··· RECORD EXCERPTS

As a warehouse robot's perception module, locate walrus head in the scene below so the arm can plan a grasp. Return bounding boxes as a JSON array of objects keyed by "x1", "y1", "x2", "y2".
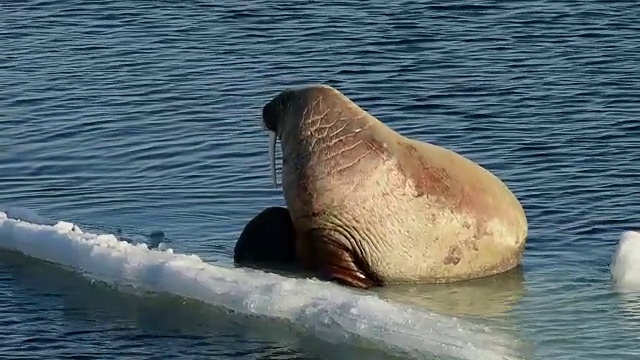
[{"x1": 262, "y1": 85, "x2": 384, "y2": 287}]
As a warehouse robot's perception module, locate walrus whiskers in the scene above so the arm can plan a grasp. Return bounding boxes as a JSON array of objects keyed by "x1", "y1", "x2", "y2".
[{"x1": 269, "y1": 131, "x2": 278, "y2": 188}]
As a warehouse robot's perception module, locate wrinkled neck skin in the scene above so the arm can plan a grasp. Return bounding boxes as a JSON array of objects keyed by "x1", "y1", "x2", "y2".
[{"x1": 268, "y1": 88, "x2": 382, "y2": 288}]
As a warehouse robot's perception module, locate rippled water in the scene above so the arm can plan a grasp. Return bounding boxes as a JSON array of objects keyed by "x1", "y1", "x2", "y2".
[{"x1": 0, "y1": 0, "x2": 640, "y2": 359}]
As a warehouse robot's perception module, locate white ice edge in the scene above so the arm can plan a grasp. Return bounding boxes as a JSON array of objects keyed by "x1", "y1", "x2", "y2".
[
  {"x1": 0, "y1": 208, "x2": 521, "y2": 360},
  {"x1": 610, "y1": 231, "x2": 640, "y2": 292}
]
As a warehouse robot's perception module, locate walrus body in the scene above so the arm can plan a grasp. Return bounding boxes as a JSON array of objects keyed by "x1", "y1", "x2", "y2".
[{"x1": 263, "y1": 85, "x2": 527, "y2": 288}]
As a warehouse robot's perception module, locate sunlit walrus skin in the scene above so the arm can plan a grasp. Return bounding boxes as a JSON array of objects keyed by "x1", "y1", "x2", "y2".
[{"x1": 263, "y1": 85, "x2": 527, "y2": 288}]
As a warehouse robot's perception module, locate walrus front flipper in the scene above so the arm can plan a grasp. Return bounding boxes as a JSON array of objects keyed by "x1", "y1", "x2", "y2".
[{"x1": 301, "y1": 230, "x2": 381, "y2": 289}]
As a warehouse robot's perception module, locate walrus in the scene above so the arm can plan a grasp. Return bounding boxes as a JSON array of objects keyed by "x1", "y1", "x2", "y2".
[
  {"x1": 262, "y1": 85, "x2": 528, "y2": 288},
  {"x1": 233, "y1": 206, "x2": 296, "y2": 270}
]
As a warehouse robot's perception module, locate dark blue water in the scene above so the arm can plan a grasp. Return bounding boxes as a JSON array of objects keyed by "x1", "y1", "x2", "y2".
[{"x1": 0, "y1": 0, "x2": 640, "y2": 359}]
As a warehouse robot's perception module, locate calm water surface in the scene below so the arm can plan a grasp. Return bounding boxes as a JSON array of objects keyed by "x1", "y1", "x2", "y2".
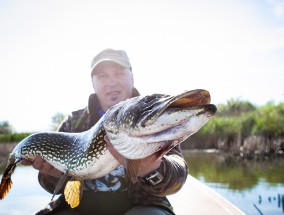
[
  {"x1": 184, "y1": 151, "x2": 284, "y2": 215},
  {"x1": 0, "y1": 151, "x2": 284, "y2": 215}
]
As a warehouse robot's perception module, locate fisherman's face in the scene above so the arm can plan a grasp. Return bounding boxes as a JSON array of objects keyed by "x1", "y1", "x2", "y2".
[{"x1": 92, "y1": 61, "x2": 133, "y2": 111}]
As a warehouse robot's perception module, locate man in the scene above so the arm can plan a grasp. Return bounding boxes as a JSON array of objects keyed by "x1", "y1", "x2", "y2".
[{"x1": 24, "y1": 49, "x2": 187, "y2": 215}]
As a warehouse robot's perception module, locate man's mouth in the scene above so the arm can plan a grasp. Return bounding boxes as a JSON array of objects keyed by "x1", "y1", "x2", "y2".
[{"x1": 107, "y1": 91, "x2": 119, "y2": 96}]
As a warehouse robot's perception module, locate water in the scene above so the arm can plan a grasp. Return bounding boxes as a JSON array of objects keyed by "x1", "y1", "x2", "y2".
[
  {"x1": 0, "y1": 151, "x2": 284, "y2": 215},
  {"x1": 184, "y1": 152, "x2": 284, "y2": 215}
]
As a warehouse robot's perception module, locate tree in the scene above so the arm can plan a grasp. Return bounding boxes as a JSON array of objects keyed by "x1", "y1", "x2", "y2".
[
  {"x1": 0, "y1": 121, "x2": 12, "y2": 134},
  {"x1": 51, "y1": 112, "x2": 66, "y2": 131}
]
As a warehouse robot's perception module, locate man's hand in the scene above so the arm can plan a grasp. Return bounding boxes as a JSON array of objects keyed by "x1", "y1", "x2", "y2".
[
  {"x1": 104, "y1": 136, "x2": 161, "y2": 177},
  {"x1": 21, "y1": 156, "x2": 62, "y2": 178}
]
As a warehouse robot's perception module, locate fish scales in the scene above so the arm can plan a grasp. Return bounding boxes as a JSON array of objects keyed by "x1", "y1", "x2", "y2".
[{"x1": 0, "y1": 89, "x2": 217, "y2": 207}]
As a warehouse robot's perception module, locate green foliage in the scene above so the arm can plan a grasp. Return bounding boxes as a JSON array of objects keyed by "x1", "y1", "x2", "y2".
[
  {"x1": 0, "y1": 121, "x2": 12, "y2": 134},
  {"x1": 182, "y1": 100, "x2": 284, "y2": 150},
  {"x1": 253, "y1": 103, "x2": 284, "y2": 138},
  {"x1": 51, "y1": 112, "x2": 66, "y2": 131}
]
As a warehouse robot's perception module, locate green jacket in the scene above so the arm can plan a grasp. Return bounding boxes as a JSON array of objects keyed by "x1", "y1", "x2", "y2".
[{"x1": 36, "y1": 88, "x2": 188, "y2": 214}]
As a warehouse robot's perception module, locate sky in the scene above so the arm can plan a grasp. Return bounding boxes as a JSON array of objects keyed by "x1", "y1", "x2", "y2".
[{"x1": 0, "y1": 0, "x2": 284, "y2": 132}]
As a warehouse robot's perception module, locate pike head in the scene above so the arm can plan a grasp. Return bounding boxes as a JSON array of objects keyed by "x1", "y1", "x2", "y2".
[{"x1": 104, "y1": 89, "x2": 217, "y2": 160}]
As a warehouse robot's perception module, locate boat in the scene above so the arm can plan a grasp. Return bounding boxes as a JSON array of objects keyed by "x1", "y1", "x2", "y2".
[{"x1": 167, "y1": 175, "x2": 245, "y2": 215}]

······

**WRITTEN REQUEST:** Report every line in the rows above that contains the string "green", copying each such line in full. Matching is case-sensitive.

**RESPONSE:**
As a warehouse robot's perception module, locate green foliage in the scene above so the arm can plan a grasp. Return bounding boxes as a JSON array of objects keyed by "x1", "y1", "x2", "y2".
As a warehouse robot's perception module, locate green jacket in the scene above so the arm can plan a grasp. Return bounding boxes as a JSON array of objects keyed by "x1", "y1", "x2", "y2".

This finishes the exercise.